*** Opening of Records for processing ***

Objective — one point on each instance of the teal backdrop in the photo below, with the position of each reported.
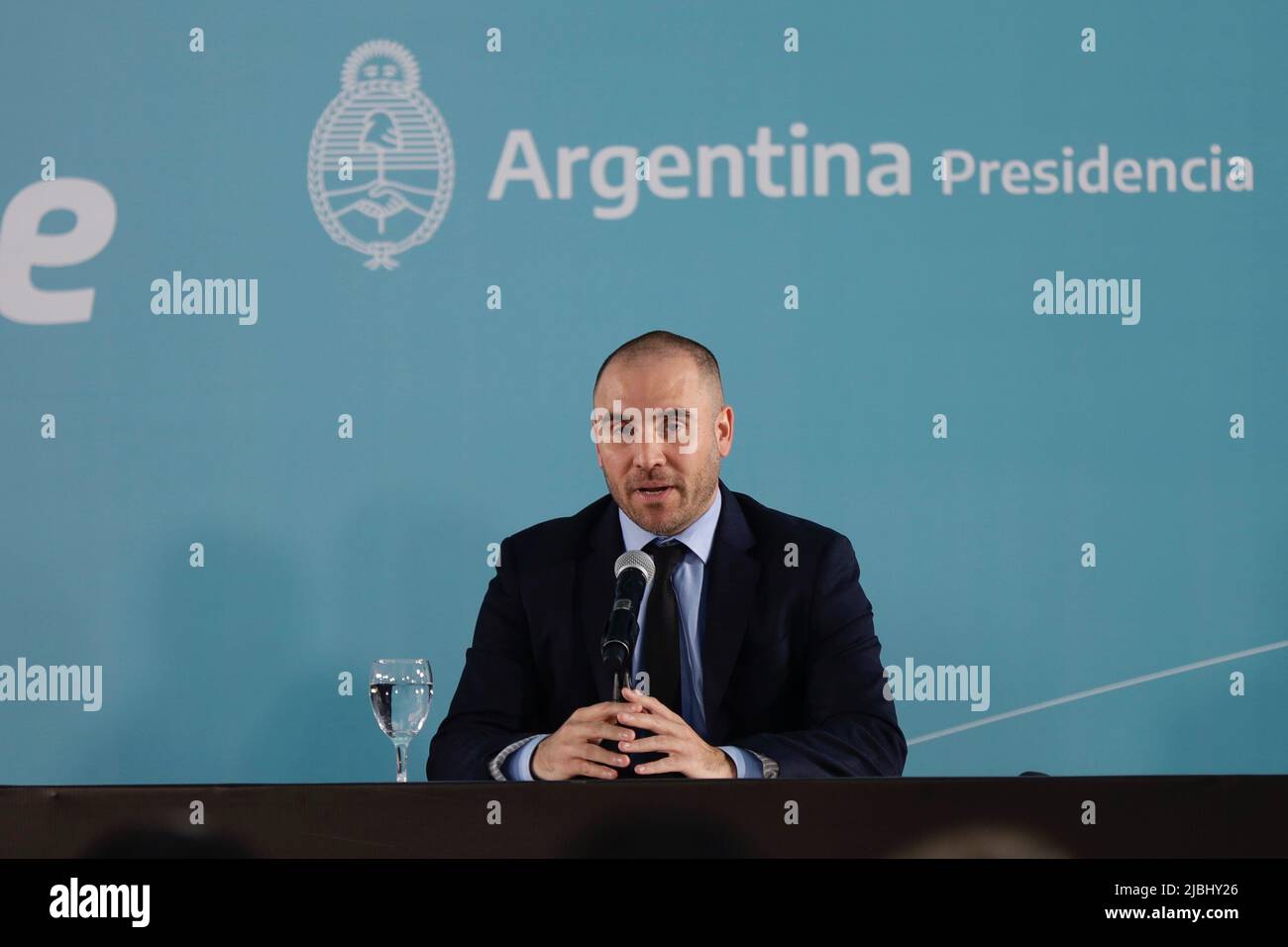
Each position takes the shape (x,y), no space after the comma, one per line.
(471,423)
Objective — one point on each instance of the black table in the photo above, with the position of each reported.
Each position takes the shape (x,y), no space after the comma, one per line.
(1134,817)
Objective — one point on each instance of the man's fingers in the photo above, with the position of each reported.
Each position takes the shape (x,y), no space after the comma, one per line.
(597,754)
(603,711)
(652,722)
(668,764)
(652,745)
(651,703)
(604,731)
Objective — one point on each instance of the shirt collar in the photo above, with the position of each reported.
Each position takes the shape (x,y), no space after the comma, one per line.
(697,536)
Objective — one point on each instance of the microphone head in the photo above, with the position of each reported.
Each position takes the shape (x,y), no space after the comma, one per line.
(635,558)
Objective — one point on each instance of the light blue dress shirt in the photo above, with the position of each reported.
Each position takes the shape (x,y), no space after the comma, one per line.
(690,591)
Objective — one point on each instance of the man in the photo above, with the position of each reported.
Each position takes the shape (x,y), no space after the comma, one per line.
(756,639)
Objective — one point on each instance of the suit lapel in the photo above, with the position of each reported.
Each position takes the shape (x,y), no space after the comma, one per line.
(730,577)
(730,574)
(595,583)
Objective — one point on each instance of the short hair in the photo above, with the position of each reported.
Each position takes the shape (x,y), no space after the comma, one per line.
(664,343)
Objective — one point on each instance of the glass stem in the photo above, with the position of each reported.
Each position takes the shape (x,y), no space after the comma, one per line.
(400,748)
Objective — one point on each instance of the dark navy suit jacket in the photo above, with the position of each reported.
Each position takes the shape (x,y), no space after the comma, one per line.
(791,663)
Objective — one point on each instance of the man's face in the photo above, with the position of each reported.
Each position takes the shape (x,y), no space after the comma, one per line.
(664,474)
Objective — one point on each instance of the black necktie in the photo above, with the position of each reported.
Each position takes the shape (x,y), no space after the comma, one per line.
(661,656)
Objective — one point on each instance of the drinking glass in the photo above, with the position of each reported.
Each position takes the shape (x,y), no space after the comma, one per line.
(400,689)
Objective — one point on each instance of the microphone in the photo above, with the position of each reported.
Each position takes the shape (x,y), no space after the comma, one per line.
(634,571)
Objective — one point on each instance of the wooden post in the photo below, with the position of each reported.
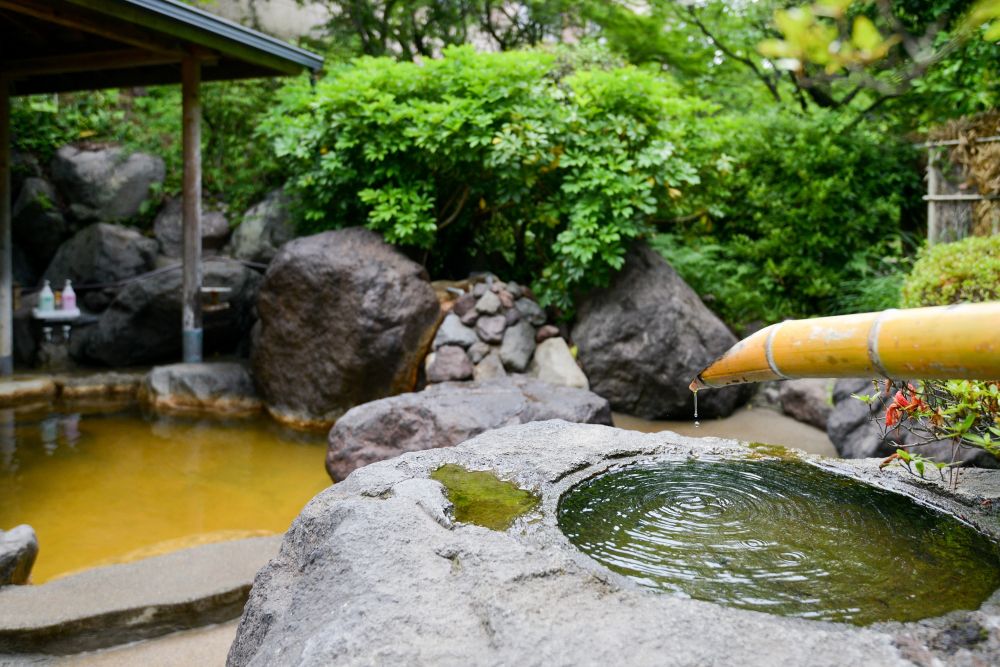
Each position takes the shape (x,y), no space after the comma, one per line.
(6,255)
(932,189)
(191,332)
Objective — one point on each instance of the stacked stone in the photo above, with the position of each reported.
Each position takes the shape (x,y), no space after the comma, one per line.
(497,329)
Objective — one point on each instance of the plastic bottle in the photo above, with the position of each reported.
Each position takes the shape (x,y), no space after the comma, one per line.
(46,299)
(69,296)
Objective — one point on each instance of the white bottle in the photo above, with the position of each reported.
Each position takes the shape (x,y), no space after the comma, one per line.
(46,299)
(69,296)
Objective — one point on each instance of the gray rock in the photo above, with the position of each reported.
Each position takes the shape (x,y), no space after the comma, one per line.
(488,304)
(372,554)
(517,347)
(38,225)
(490,328)
(105,183)
(169,229)
(217,387)
(643,339)
(344,319)
(448,363)
(854,432)
(489,367)
(531,311)
(143,324)
(554,364)
(546,332)
(477,351)
(808,400)
(443,415)
(18,550)
(453,332)
(99,254)
(265,228)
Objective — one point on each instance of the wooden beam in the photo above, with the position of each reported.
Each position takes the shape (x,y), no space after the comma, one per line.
(6,255)
(191,210)
(117,31)
(87,62)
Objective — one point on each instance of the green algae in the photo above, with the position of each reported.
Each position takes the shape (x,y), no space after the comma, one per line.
(782,537)
(484,499)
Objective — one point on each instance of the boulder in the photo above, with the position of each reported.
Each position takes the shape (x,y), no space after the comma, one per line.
(101,253)
(553,363)
(489,367)
(265,227)
(446,414)
(447,364)
(18,550)
(105,183)
(344,319)
(517,347)
(216,388)
(856,435)
(642,339)
(37,225)
(169,229)
(453,332)
(143,323)
(490,328)
(808,400)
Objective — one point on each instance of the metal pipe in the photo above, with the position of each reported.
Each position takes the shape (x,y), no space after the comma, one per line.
(942,342)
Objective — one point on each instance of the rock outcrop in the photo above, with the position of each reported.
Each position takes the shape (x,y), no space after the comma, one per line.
(264,229)
(344,319)
(101,254)
(18,550)
(643,339)
(169,229)
(105,183)
(207,388)
(143,323)
(446,414)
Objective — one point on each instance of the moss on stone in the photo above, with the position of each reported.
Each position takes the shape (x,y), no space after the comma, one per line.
(483,498)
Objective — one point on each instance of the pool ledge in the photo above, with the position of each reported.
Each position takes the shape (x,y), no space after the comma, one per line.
(116,604)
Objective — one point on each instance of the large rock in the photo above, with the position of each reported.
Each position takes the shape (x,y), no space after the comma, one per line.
(264,229)
(854,432)
(169,229)
(218,388)
(18,549)
(808,400)
(376,570)
(38,226)
(446,414)
(344,319)
(105,183)
(143,324)
(643,339)
(101,254)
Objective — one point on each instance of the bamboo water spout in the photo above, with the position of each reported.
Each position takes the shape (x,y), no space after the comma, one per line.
(943,342)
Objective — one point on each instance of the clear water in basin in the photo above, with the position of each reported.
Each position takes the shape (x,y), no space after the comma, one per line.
(783,537)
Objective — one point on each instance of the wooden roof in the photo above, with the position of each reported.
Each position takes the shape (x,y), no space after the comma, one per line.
(51,46)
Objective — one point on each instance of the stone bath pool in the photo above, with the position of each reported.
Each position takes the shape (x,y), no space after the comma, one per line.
(105,484)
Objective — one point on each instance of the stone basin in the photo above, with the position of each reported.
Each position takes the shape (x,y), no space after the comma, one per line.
(376,571)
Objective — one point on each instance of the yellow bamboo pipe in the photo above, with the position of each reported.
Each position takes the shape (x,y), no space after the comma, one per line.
(943,342)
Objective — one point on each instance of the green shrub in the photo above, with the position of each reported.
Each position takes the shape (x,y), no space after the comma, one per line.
(947,273)
(521,162)
(801,217)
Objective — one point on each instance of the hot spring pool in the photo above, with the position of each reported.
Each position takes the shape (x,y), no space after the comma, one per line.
(102,487)
(782,537)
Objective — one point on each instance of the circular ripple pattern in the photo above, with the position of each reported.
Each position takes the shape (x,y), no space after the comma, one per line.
(781,537)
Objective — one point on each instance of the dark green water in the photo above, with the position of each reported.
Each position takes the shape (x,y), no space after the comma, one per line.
(483,498)
(780,537)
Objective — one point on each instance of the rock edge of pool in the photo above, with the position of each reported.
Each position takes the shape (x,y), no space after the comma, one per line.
(375,571)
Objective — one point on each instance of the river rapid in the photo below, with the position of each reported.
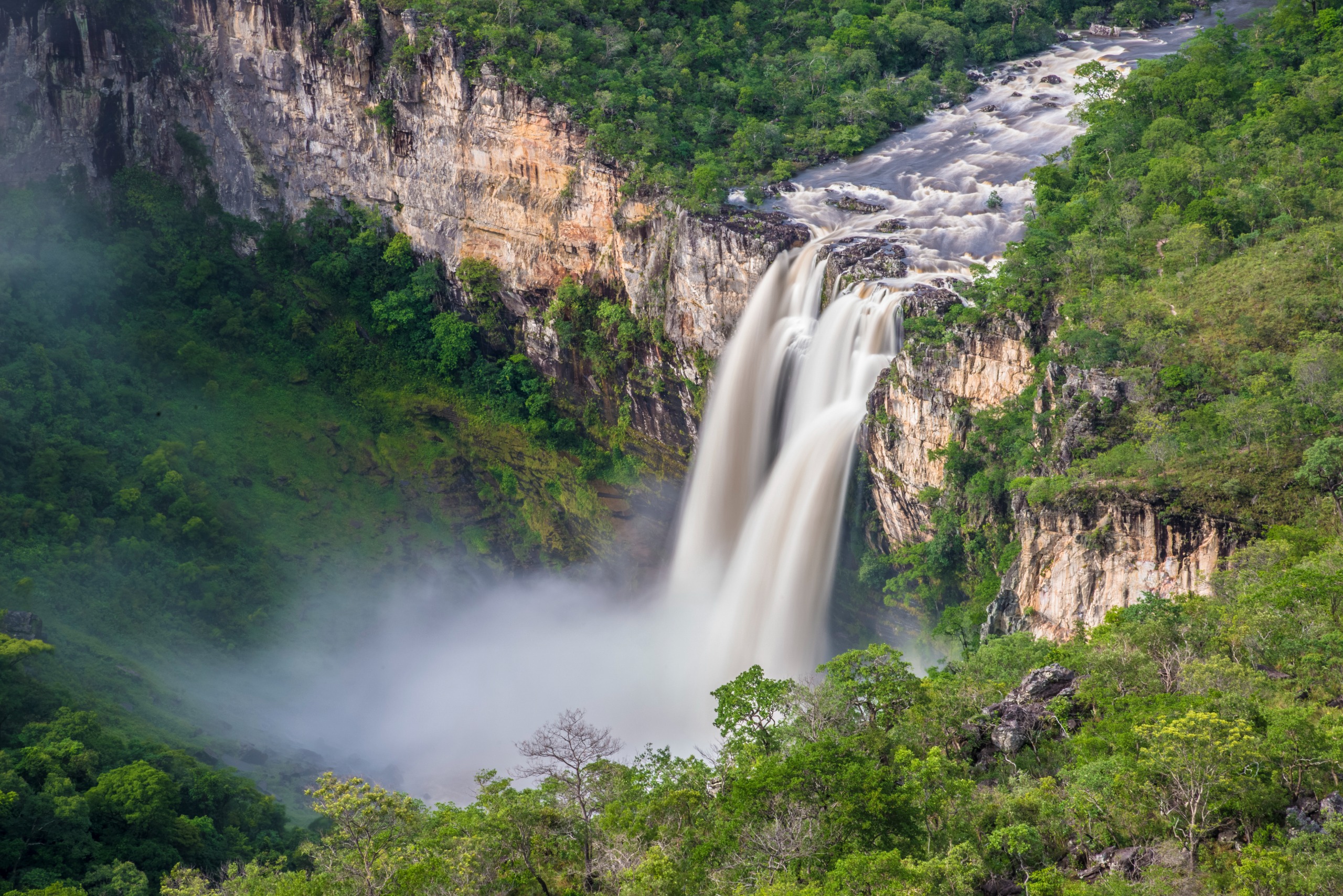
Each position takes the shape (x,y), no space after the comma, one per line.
(446,675)
(761,520)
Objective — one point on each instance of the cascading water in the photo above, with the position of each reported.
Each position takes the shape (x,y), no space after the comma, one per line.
(761,520)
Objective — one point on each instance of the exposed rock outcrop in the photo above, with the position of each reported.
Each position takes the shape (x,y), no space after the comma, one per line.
(859,260)
(17,624)
(464,166)
(1078,564)
(920,403)
(1024,715)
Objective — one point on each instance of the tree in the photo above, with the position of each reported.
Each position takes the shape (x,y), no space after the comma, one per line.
(935,785)
(1021,844)
(118,879)
(1322,469)
(876,681)
(1096,81)
(15,649)
(454,342)
(564,751)
(1195,760)
(372,832)
(1017,8)
(138,797)
(750,708)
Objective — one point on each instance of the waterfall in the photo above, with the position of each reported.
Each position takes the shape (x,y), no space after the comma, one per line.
(759,524)
(761,521)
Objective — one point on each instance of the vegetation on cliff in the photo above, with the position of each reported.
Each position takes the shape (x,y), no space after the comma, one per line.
(1186,249)
(197,411)
(1186,746)
(87,810)
(701,94)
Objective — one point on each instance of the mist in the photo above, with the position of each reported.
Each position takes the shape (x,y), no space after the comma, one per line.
(440,679)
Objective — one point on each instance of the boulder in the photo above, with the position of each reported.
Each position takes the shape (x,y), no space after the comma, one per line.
(930,300)
(852,203)
(17,624)
(771,226)
(862,258)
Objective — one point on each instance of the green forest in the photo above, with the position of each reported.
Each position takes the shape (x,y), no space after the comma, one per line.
(701,94)
(199,413)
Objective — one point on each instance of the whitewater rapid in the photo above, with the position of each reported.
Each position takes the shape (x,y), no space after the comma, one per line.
(759,526)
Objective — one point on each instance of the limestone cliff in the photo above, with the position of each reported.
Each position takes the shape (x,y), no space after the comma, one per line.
(923,401)
(1075,563)
(1078,564)
(464,166)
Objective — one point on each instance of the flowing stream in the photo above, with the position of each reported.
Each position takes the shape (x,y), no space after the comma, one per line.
(759,526)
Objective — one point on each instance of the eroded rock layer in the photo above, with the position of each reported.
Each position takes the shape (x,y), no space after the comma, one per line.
(920,405)
(1078,564)
(464,166)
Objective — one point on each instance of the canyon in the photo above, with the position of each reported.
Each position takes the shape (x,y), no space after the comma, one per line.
(469,166)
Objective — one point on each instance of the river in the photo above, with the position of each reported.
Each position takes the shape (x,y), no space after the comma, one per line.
(761,521)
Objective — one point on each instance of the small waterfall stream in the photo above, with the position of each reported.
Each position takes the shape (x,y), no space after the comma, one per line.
(759,524)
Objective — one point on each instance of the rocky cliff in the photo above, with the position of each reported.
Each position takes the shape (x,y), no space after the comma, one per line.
(923,401)
(1075,564)
(1078,564)
(464,166)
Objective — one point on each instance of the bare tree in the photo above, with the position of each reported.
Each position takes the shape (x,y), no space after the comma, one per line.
(564,751)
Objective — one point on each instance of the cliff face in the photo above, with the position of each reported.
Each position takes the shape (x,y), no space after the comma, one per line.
(1079,564)
(922,402)
(466,167)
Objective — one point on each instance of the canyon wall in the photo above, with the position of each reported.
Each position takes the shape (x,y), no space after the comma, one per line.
(922,402)
(466,167)
(1075,566)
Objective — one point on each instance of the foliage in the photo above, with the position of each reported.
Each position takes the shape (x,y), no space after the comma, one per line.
(171,410)
(87,812)
(700,96)
(1188,246)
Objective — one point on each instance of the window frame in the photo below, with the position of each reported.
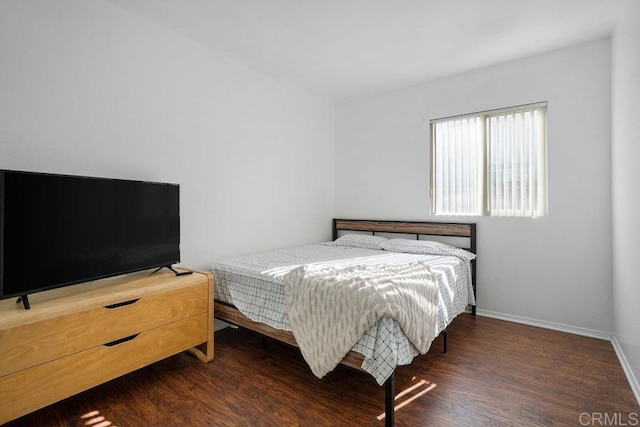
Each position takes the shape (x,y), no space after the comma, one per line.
(483,163)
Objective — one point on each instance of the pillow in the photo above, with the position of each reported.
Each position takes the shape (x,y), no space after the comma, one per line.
(363,241)
(426,247)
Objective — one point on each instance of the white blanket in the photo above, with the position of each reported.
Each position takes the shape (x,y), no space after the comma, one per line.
(329,308)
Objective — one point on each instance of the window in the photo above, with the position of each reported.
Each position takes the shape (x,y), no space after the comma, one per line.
(491,163)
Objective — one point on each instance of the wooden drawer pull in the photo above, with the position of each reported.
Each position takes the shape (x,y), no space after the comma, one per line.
(122,304)
(120,341)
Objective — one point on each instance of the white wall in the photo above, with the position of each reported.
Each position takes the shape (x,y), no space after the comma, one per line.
(88,88)
(626,194)
(554,270)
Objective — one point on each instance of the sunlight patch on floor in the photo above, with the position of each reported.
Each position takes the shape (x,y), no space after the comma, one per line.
(94,419)
(410,394)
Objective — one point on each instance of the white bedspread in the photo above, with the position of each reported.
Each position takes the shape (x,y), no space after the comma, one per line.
(331,307)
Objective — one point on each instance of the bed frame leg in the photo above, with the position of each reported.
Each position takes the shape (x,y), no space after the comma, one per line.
(389,397)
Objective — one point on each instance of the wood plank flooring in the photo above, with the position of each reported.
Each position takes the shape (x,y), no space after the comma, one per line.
(495,373)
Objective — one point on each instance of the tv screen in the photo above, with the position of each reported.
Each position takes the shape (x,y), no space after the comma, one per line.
(59,230)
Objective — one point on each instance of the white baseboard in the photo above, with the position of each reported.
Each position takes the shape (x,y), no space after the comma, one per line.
(633,381)
(548,325)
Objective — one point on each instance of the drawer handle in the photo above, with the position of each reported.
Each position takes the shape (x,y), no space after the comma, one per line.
(122,304)
(121,340)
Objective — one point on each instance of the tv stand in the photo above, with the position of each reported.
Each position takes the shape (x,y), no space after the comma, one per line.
(80,336)
(24,299)
(176,272)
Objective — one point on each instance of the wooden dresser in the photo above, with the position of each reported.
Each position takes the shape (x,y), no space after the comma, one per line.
(77,337)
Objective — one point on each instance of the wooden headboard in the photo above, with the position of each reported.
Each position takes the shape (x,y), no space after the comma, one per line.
(448,229)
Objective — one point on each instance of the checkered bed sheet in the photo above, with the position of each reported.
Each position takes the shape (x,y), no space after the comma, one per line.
(254,285)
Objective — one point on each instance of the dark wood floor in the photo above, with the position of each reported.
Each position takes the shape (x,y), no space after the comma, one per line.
(495,373)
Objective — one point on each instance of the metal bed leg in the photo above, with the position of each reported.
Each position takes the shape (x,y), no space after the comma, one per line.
(389,397)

*** Close of Records for processing ***

* **What you need to do**
Where does "suit" appear in the records above? Copy each line that holds it.

* **Answer for the task**
Objective — one point on each instance of the suit lapel in the photo above, with the position of each reported.
Objective — one point on each instance of the dark navy suit jacket in the photo above, with the position of each reported.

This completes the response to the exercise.